記述課題 A:
エントリの冒頭から「142), (125, 132)]」を含む行まで(両端を含む)を、空行を除き、「番号」と「行」の2列からなるMarkdownの表に書き直せ。

抜粋本文:
──────────

「新築で、テレビを見るにはテレビアンテナが必要だった」
「今見れるのは地デジだけだからBS/CSアンテナをつけて衛星放送を見たい」
「アンテナが壊れたかも。自分で新しくテレビアンテナを付けてみようかな」
結論から言うと、テレビアンテナを自分で設置することは可能です。
テレビアンテナを設置する工事は、特別な資格は必要ありません。その為、自分でできるかと言えば答えはYesですが、それなりのスキルや知識が無ければ様々なリスクがあることも事実です。
この記事では、テレビアンテナ工事の内容についてまとめました。室内アンテナ・地デジアンテナ・BS/CSアンテナの工事と自分で設置する方法と自分で設置するリスクについて解説しています。
自分でテレビアンテナを設置しようか検討している方は、ぜひ参考にしてみてください。
- テレビアンテナ工事の全体図と詳細
- 地デジアンテナをDIYで取り付けるやり方と注意点
- BS/CSアンテナをDIYで取り付けるやり方と注意点
- テレビアンテナ工事のオススメ業者
目次
テレビアンテナ工事とは?全体図と詳細
テレビアンテナ工事は、地デジであれば東京スカイツリーや大阪生駒山などの電波塔から、BSであれば衛星から、それぞれ発信されている電波を受信できるよう、宅内環境を整える工事です。
テレビを視聴する為に必要な工事で、アンテナ本体の設置・取り付けやケーブルの取り回し、周辺機器の設置などが工事内容となります。電気工事士等の特別な資格は必要ありませんのでどなたでもDIYは可能ですが、取り付けには正しい知識と技術が必要で、DIYの中でも要求レベルは高い方です。
DIYを検討するにあたって
『インパクトって何?コーキングって何??』
というような、DIY初心者の方にはかなり難しい作業になりますし、リスクもあります。そのような方は素直にプロの業者にテレビアンテナ工事を依頼することをオススメします。
テレビアンテナ工事を自分でする最低限の条件
テレビアンテナを自分で設置する場合には、まず下記の条件を満たせているか確認してください。
- DIY用の一般的な工具を持っている(インパクトやコーキング剤など)
- それらの工具を取り扱うスキルがある
- 屋根上や外壁など高所での作業経験がある
- 高所作業になる為、落下によるケガのリスクを理解している
- 設置したアンテナが万一倒壊・落下して隣家に被害を与えた場合の損害賠償リスクを理解している
- 結果的にテレビが視聴できない状況に陥っても自己責任と割り切れる
上記の内、一つでも引っかかる部分があるようであれば、テレビアンテナを自分で設置することはオススメできません。その際は、素直にプロの業者にテレビアンテナ工事を依頼することをオススメします
テレビアンテナの設置に必要な資格は無いが……
テレビアンテナを自分で設置するにあたり、通常の施工だけであれば電気工事士等の資格は必要ありません。
但し、アンテナ端子の増設やケーブルの加工など、市販されている商品に手を加えたり、自宅の配線構造を変更するには有資格者である必要がありますので、ご注意下さい。
室内用のテレビアンテナは簡易版

まず初めに、最も設置が簡易な室内用のテレビアンテナについて解説します。

──────────

輪郭ラベル付けエントリ
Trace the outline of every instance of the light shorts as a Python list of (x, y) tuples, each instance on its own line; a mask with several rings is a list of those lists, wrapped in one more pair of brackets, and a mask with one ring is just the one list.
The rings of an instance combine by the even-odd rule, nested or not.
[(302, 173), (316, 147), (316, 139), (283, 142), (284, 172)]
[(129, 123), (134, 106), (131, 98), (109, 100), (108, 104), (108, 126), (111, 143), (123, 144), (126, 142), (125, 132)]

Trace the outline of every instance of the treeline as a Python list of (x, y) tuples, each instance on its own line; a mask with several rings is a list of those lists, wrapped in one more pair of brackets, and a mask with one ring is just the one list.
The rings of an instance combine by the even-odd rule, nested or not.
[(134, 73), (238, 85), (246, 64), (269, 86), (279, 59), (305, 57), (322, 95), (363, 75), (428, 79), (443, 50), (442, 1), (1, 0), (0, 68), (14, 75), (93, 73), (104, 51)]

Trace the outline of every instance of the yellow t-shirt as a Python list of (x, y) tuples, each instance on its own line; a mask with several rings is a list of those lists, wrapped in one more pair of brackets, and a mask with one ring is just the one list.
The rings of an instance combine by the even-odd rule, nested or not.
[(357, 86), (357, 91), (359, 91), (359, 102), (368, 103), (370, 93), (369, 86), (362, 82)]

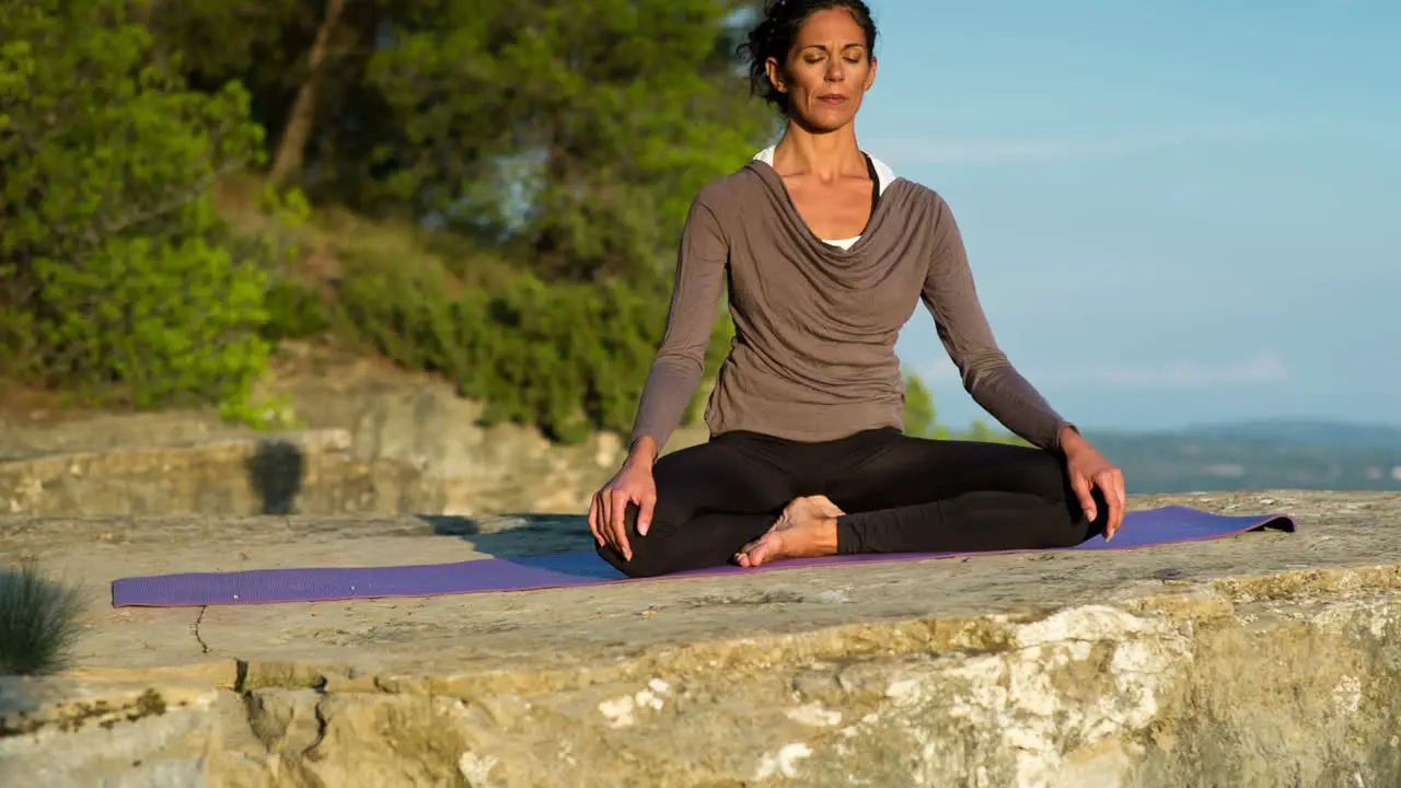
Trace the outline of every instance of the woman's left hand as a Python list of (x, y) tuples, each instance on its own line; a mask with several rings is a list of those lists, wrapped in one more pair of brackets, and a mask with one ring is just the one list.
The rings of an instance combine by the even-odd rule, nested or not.
[(1089, 440), (1079, 432), (1066, 429), (1061, 447), (1065, 451), (1066, 473), (1070, 474), (1070, 488), (1075, 489), (1084, 509), (1084, 516), (1091, 522), (1098, 516), (1098, 506), (1094, 502), (1096, 488), (1104, 495), (1108, 505), (1108, 516), (1104, 523), (1104, 538), (1114, 538), (1124, 524), (1124, 513), (1128, 509), (1128, 496), (1124, 492), (1124, 471), (1110, 463)]

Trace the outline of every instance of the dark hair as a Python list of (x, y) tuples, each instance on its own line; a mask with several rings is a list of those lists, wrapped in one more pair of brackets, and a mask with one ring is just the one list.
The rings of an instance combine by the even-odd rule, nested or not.
[(867, 56), (876, 53), (876, 22), (871, 10), (862, 0), (766, 0), (764, 18), (750, 31), (750, 38), (740, 45), (740, 55), (750, 62), (750, 93), (762, 95), (780, 112), (787, 112), (787, 95), (779, 93), (769, 81), (765, 63), (769, 57), (783, 63), (793, 49), (793, 41), (803, 22), (818, 11), (843, 8), (866, 32)]

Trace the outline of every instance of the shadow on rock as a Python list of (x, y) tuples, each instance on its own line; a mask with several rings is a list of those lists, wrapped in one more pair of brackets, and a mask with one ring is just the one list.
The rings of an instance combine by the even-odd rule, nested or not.
[(307, 457), (286, 440), (263, 440), (248, 458), (248, 478), (263, 515), (291, 515), (307, 474)]
[(454, 515), (417, 515), (434, 536), (457, 536), (472, 543), (478, 552), (495, 558), (580, 552), (594, 548), (588, 520), (581, 515), (493, 515), (461, 517)]

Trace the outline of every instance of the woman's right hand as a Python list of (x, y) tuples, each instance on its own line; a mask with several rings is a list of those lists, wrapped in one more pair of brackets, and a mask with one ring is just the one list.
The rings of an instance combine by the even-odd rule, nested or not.
[(637, 533), (647, 536), (651, 526), (651, 512), (657, 505), (657, 482), (651, 477), (651, 466), (628, 458), (622, 468), (608, 480), (608, 484), (594, 494), (588, 505), (588, 530), (594, 541), (608, 544), (632, 561), (632, 545), (628, 544), (628, 505), (637, 505)]

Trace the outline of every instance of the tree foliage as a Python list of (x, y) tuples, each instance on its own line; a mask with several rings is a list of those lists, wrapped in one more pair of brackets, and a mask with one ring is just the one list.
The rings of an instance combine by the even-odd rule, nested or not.
[[(776, 130), (734, 60), (750, 6), (0, 6), (7, 369), (244, 412), (270, 346), (349, 327), (490, 419), (626, 429), (689, 201)], [(235, 175), (283, 198), (231, 216)], [(412, 230), (322, 229), (335, 275), (289, 266), (301, 193)]]
[(0, 346), (139, 405), (240, 404), (268, 352), (263, 262), (213, 206), (262, 156), (248, 94), (186, 90), (113, 0), (0, 6)]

──────────

記述課題 B:
次の(i)〜(iii)がテレビアンテナの記事と合っているかを、それぞれ「はい」か「いいえ」で答え、根拠となる本文の語句をそのまま引用せよ。(i) テレビアンテナを設置する工事には特別な資格が必要である。(ii) アンテナ端子を増設するには有資格者である必要がある。(iii) 地デジの電波はBSと同じく衛星から発信されている。

解答 A:
| 番号 | 行 |
|---|---|
| 1 | Trace the outline of every instance of the light shorts as a Python list of (x, y) tuples, each instance on its own line; a mask with several rings is a list of those lists, wrapped in one more pair of brackets, and a mask with one ring is just the one list. |
| 2 | The rings of an instance combine by the even-odd rule, nested or not. |
| 3 | [(302, 173), (316, 147), (316, 139), (283, 142), (284, 172)] |
| 4 | [(129, 123), (134, 106), (131, 98), (109, 100), (108, 104), (108, 126), (111, 143), (123, 144), (126, 142), (125, 132)] |

解答 B:
(i) いいえ。「テレビアンテナを設置する工事は、特別な資格は必要ありません。」
(ii) はい。「アンテナ端子の増設やケーブルの加工など、市販されている商品に手を加えたり、自宅の配線構造を変更するには有資格者である必要があります」
(iii) いいえ。「地デジであれば東京スカイツリーや大阪生駒山などの電波塔から、BSであれば衛星から」